======== SUPPLIED MATERIAL

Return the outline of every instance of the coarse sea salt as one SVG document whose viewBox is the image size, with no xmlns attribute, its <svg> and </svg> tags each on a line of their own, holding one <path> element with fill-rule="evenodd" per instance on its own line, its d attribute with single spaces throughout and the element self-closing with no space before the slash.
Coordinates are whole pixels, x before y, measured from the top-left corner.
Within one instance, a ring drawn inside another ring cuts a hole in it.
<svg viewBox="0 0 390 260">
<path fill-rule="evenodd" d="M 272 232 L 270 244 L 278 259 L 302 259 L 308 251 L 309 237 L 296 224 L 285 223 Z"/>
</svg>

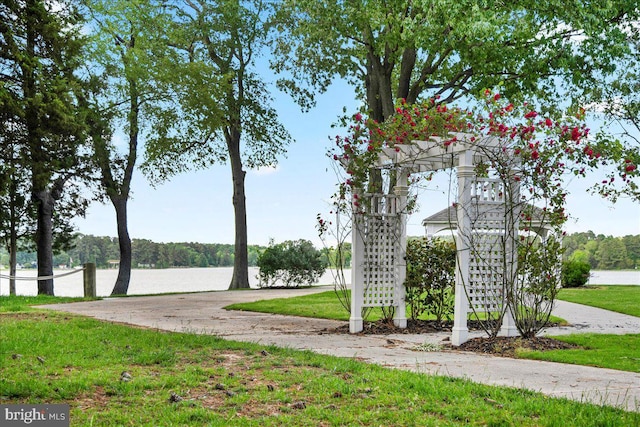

================

WHAT TO DO: If the data includes images, skip them and copy every line exactly.

TASK SOLUTION:
Return the outline of every instance of the coarse sea salt as one SVG document whose viewBox is the image size, with no xmlns attribute, its <svg> and </svg> tags each on a line of their own, holding one <path> element with fill-rule="evenodd" per instance on its own line, its d attribute with single spaces throughout and the element self-closing with no space before the slash.
Coordinates are whole pixels, x before y, measured from the top-left corner.
Within one instance, a ring drawn inside another ring cuts a hole in it.
<svg viewBox="0 0 390 260">
<path fill-rule="evenodd" d="M 272 232 L 270 244 L 278 259 L 302 259 L 308 251 L 309 237 L 296 224 L 285 223 Z"/>
</svg>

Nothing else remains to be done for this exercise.